Exercise goal >> Show every line of the data below that contains the string "dappled", copying each one in full.

Location identification items:

------------------------------------------------------------

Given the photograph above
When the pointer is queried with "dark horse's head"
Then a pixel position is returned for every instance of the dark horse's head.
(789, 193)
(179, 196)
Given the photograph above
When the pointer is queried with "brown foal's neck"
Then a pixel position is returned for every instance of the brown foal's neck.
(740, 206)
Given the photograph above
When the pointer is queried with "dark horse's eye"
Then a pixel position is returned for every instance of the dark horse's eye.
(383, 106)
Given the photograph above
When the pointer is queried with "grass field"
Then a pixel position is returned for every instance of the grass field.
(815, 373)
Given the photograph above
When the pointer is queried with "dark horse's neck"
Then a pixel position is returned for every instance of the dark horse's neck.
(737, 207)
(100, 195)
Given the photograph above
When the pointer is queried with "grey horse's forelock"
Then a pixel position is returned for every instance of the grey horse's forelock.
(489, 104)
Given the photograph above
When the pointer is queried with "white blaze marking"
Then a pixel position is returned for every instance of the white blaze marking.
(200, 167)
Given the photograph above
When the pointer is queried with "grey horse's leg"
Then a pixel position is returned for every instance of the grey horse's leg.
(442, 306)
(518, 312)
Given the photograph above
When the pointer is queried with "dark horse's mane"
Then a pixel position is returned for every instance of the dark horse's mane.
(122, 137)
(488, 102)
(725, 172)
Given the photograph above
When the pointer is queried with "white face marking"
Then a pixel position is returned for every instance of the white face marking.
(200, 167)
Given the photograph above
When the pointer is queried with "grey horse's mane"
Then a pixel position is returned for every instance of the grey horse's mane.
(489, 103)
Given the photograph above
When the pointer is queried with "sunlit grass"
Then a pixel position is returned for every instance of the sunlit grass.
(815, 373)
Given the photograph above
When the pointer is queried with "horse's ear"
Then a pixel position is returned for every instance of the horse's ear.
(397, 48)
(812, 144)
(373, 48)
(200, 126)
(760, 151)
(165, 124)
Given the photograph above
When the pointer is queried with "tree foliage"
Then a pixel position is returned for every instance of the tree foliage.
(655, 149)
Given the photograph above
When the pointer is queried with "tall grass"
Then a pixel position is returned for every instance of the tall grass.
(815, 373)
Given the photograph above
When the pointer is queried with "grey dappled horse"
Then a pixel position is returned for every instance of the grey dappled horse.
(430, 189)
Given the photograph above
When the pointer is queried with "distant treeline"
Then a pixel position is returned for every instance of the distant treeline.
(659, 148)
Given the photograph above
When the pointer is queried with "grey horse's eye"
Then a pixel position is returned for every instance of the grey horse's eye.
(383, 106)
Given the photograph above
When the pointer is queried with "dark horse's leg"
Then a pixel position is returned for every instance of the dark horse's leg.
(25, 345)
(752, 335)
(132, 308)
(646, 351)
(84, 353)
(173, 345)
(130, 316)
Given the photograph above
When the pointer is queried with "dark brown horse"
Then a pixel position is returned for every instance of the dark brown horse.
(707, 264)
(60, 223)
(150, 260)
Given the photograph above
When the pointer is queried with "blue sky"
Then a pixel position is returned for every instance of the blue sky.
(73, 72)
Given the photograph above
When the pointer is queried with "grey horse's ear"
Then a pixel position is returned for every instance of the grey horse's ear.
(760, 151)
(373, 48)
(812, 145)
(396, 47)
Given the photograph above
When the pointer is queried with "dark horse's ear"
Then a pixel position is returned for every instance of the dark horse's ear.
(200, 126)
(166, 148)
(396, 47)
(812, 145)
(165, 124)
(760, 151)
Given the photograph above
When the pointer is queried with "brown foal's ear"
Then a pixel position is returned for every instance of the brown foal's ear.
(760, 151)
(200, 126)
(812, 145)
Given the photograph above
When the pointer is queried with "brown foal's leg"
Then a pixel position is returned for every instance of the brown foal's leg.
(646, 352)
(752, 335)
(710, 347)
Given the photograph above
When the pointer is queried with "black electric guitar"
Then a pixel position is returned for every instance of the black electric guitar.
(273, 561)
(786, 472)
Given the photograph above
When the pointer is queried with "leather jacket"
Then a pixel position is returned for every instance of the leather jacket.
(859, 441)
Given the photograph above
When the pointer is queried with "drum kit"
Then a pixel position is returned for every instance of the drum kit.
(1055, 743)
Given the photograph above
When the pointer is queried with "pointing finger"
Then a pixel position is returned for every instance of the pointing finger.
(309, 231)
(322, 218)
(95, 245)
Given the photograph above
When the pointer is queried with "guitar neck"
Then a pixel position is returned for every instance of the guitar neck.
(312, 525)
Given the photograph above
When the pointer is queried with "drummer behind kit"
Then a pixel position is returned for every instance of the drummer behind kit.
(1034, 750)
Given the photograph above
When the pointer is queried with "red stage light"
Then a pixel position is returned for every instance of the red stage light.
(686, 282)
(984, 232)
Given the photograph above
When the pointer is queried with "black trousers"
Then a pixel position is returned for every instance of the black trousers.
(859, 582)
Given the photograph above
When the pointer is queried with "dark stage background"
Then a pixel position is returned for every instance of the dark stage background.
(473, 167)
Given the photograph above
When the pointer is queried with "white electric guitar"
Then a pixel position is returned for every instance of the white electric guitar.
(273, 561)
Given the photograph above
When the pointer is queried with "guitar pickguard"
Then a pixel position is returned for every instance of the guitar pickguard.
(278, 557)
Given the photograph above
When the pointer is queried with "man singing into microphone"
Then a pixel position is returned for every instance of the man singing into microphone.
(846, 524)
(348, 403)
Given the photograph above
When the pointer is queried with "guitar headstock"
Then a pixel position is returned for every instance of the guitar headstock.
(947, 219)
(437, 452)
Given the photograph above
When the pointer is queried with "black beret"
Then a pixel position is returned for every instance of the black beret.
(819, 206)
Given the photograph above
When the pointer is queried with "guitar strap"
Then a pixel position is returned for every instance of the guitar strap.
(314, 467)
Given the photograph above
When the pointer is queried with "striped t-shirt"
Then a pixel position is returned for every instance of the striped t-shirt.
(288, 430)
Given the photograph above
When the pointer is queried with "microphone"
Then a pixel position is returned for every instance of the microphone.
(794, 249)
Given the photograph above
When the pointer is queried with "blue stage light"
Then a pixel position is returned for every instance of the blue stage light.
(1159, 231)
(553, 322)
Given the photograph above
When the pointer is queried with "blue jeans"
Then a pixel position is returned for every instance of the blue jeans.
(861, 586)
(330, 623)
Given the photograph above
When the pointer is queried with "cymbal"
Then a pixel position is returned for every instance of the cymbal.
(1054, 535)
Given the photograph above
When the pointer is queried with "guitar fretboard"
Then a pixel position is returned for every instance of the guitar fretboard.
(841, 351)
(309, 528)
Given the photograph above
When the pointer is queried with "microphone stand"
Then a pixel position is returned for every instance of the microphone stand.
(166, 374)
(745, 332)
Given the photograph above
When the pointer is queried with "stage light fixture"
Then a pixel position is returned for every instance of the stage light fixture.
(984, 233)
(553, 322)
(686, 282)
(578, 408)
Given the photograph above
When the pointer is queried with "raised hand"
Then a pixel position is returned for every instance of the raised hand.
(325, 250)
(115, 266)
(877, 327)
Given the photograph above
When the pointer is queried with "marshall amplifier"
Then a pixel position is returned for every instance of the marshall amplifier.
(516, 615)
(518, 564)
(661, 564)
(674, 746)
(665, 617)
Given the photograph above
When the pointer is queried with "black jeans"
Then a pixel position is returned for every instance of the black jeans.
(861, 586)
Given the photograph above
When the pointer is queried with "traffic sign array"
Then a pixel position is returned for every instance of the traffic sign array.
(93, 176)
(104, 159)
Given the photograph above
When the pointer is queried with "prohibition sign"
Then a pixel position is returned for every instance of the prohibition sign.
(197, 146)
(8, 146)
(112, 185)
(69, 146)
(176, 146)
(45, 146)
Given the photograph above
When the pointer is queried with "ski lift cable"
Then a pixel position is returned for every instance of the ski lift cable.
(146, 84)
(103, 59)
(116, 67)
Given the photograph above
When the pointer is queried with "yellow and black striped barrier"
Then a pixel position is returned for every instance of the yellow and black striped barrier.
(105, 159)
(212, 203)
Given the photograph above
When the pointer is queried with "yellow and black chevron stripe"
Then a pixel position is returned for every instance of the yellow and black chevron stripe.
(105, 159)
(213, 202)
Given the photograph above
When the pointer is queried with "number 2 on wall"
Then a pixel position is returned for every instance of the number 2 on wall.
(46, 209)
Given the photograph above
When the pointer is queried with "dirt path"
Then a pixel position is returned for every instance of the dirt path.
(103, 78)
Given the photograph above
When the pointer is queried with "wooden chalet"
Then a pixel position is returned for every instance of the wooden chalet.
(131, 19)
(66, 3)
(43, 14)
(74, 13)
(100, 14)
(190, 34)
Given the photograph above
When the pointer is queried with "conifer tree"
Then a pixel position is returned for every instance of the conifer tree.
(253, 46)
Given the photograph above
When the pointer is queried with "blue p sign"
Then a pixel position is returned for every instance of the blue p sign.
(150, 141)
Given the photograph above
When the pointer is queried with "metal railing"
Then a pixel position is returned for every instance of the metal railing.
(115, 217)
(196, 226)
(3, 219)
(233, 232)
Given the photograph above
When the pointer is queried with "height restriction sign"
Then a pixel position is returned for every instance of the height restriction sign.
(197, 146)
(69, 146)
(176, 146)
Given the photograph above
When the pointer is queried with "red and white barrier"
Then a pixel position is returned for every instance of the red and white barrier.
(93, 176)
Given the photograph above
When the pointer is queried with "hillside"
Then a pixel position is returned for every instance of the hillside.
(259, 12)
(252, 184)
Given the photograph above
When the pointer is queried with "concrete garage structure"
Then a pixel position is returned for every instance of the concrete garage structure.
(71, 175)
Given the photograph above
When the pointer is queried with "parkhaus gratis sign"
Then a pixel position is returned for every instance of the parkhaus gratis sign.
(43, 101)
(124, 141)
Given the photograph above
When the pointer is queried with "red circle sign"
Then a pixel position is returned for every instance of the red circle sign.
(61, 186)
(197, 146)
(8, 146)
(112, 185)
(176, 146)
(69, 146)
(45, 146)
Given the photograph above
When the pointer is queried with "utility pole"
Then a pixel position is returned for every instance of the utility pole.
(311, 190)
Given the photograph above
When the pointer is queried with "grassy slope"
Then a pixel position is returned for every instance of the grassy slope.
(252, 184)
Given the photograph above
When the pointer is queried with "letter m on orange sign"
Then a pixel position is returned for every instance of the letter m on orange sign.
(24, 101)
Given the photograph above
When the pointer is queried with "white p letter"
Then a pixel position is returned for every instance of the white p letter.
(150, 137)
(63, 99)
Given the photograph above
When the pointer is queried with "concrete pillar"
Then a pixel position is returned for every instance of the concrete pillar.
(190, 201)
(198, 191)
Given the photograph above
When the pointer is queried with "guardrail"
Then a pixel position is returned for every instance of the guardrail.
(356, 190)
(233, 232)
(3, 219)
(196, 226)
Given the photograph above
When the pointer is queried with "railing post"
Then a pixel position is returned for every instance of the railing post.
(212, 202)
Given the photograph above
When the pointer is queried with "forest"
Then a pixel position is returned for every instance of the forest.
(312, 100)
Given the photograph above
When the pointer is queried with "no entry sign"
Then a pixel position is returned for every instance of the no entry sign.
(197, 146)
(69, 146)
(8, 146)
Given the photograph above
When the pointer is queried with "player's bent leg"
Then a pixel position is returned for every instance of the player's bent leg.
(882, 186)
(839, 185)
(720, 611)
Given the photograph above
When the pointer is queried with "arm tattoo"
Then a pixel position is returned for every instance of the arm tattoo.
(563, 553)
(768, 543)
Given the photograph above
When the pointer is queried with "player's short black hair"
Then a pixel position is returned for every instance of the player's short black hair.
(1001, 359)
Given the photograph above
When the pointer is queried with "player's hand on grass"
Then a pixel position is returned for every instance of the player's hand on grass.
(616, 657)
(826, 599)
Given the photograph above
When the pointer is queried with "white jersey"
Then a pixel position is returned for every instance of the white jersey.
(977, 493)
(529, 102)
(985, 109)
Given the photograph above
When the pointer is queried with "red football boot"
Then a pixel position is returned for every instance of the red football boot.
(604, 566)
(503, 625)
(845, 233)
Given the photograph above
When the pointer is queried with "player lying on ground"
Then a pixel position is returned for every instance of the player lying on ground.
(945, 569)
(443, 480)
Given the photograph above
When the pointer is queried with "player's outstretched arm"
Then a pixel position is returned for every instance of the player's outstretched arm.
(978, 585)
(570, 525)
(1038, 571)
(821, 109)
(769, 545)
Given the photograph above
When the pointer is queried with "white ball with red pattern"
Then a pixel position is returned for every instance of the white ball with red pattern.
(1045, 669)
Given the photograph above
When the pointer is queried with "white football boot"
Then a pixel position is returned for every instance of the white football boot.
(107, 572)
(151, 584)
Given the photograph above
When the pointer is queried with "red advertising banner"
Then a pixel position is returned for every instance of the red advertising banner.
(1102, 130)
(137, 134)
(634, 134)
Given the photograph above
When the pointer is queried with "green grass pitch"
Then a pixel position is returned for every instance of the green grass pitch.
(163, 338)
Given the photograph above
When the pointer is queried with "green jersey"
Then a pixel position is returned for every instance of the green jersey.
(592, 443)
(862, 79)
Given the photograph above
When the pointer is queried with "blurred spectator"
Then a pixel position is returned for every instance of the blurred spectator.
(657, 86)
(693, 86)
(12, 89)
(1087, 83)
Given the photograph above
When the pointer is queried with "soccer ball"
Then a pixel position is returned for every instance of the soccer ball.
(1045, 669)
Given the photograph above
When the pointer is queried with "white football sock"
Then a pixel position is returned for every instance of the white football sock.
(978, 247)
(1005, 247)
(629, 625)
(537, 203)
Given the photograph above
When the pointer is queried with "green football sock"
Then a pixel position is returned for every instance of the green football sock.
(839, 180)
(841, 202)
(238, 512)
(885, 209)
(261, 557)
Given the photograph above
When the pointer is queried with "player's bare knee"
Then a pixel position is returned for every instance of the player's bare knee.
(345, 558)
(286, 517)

------------------------------------------------------------

The answer >>
When the pointer is queried with "grey dappled horse"
Then a pixel position is returned for every instance of the grey dappled horse.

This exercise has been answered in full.